-- Begin --

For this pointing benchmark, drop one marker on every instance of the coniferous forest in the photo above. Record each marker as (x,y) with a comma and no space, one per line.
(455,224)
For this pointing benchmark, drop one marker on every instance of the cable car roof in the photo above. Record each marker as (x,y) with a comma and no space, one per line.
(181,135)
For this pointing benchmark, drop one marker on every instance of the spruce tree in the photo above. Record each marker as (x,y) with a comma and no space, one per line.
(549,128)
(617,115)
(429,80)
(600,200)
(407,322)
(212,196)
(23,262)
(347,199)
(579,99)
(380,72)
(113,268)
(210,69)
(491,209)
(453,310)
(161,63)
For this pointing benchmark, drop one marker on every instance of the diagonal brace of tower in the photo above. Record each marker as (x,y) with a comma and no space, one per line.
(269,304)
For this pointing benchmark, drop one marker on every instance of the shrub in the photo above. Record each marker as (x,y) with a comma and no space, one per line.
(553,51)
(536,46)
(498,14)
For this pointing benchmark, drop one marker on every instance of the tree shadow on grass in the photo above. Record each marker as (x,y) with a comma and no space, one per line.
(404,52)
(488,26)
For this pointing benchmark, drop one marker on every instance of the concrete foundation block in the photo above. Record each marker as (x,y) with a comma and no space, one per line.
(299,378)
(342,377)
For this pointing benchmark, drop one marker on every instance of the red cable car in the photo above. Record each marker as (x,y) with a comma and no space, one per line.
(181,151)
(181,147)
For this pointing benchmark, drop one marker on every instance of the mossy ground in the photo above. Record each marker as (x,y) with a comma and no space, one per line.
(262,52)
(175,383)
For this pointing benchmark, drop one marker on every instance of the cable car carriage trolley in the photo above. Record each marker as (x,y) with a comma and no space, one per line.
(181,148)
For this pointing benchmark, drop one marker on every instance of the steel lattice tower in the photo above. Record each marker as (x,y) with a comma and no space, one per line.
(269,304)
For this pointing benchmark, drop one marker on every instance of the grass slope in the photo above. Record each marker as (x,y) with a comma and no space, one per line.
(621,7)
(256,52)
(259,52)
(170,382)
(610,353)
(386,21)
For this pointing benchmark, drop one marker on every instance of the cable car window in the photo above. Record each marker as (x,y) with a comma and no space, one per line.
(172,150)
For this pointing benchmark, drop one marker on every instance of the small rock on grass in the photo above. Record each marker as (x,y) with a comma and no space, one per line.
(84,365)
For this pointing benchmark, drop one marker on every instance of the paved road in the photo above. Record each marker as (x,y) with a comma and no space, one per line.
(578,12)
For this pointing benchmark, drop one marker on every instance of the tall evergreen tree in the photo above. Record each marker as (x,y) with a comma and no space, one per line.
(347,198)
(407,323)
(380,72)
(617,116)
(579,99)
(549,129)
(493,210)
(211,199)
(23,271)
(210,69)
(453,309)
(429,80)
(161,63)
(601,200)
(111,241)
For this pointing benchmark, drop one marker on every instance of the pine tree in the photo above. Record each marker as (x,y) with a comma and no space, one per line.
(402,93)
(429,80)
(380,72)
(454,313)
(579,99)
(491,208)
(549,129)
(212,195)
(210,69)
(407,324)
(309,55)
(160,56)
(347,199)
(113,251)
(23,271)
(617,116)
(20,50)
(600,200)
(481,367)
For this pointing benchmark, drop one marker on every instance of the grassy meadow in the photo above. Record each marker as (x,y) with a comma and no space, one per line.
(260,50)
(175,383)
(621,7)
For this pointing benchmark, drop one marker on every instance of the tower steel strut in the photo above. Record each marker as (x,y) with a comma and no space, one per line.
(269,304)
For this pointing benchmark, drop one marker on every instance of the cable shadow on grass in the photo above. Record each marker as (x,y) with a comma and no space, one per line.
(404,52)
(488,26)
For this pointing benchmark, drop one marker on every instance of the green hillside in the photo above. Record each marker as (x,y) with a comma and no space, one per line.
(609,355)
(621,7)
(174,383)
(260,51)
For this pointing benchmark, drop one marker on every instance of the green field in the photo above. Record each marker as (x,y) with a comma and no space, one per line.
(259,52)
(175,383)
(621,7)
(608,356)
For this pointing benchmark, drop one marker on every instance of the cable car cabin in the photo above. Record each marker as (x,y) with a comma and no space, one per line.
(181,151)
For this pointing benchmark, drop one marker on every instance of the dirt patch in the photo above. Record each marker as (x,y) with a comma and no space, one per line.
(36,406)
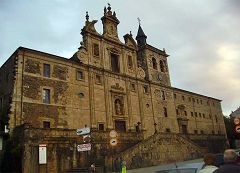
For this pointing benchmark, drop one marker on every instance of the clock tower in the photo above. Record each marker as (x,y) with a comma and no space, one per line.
(110,23)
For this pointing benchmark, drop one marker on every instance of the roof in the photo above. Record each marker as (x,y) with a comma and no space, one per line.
(140,32)
(236,113)
(181,90)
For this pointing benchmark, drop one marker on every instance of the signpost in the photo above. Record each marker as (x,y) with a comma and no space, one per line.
(236,120)
(84,147)
(85,133)
(42,154)
(237,124)
(113,135)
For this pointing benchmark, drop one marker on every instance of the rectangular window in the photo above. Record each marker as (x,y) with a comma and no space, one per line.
(95,49)
(80,75)
(115,63)
(163,95)
(46,96)
(1,103)
(177,111)
(192,114)
(168,130)
(130,63)
(133,88)
(145,89)
(195,114)
(165,112)
(98,79)
(101,127)
(46,70)
(46,124)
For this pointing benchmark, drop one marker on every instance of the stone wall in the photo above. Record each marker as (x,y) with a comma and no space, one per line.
(161,148)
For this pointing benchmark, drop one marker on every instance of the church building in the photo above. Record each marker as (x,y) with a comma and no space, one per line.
(106,85)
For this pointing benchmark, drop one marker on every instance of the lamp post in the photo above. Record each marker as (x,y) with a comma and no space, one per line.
(155,127)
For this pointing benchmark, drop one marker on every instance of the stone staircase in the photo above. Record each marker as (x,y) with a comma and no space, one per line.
(161,148)
(99,169)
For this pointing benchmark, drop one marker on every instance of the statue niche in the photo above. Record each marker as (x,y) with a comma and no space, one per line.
(118,107)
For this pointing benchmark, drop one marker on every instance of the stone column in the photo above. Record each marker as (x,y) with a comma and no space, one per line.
(75,155)
(107,96)
(93,123)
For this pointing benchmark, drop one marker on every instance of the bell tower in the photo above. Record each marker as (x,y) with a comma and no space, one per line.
(110,22)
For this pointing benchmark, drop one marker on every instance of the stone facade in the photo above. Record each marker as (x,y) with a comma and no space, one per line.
(105,85)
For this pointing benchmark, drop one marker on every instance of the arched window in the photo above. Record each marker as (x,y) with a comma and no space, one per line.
(154,63)
(118,107)
(161,66)
(130,63)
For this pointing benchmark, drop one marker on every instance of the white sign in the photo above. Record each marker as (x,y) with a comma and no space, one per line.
(42,154)
(84,147)
(113,142)
(113,134)
(237,129)
(1,143)
(83,131)
(86,138)
(236,121)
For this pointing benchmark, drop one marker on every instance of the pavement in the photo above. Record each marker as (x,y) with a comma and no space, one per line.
(153,169)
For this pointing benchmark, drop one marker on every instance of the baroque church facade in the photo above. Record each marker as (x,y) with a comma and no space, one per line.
(105,85)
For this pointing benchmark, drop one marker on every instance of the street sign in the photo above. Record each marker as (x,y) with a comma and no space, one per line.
(83,131)
(84,147)
(86,138)
(236,120)
(113,134)
(113,142)
(237,128)
(42,154)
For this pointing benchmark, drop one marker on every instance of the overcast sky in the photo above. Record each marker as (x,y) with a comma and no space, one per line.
(202,37)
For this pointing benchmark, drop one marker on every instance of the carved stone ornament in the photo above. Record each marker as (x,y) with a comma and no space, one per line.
(117,87)
(82,55)
(141,72)
(181,107)
(157,93)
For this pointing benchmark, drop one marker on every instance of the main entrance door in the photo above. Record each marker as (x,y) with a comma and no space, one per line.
(184,129)
(120,126)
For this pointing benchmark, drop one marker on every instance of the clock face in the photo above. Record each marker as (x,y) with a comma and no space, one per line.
(160,77)
(141,72)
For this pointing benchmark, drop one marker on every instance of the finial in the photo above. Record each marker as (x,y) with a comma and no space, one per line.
(139,21)
(105,9)
(109,7)
(87,16)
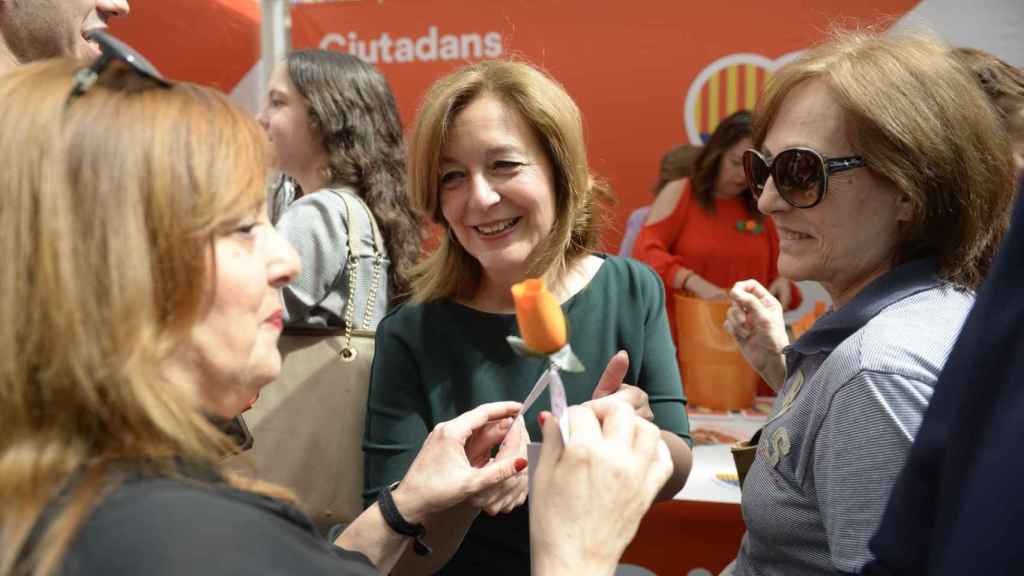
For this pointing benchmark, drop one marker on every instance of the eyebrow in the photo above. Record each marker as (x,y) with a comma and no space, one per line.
(495,151)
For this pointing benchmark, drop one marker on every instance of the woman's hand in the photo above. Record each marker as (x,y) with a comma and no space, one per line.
(590,494)
(506,496)
(782,290)
(755,321)
(454,465)
(611,388)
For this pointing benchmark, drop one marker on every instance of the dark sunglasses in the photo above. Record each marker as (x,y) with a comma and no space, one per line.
(800,174)
(113,50)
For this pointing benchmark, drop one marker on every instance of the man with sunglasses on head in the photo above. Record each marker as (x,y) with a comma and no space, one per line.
(897,214)
(33,30)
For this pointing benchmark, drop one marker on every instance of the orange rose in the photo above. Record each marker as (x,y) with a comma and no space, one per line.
(541,321)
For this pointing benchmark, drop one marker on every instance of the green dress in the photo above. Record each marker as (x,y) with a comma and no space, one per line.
(437,360)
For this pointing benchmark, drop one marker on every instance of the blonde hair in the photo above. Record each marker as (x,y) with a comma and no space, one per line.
(554,118)
(921,121)
(112,203)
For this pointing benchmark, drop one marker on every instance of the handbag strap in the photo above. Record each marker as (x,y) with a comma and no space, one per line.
(354,228)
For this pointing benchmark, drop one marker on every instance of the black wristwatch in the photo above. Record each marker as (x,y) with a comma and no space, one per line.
(395,521)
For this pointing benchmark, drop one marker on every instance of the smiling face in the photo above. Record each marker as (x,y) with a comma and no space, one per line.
(286,120)
(497,189)
(850,238)
(44,29)
(731,180)
(233,347)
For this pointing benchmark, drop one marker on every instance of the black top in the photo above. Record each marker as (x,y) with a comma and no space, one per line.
(956,506)
(163,527)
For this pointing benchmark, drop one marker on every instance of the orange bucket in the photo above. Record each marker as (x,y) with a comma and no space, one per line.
(715,373)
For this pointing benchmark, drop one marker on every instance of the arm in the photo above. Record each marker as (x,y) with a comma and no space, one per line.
(755,321)
(657,395)
(665,223)
(397,423)
(316,230)
(784,290)
(660,379)
(436,488)
(866,435)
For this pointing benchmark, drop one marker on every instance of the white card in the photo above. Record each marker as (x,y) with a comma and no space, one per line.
(559,406)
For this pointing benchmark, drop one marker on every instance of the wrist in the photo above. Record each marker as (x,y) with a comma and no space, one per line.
(682,277)
(552,564)
(409,505)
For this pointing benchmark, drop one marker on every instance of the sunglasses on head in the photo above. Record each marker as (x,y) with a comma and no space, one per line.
(113,50)
(800,174)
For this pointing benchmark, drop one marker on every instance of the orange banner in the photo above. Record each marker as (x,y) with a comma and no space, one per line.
(647,75)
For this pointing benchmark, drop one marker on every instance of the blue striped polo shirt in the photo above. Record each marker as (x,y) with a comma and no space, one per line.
(857,386)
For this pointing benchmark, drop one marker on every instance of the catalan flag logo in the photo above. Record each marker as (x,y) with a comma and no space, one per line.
(729,84)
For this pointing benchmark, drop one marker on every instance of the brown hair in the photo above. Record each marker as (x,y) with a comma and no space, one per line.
(676,164)
(112,204)
(352,110)
(548,110)
(730,130)
(901,94)
(999,80)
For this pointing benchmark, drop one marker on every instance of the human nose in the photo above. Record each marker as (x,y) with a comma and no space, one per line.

-- End --

- **WHAT YOU ARE ASKED TO DO**:
Exactly and exclusively, repeat the lines from the line that contains "of the blue" through the end of the records, both ends included.

- **EXERCISE RESPONSE**:
For this pointing benchmark, drop one marker on every instance of the blue striped polo shirt in the photo above. Record each marker as (x,y) with a comma and no space, one per line.
(857,386)
For this pointing benchmark, drop one marker on every instance of the catalan flag logo in the photo above. Record each marker as (x,y) with a comma and no space, one per line.
(729,84)
For this pointing benchmark, drop one marker on every instance of the brown hair in the photo above. Record each marker as (x,y) with a comma and no space, one per line.
(676,164)
(112,204)
(352,110)
(548,110)
(730,130)
(901,94)
(999,80)
For this pointing benchmark, drop one marker on every instance of the human nose in the photo above. Record each marker as (x,y) with a comma and no space, one per line.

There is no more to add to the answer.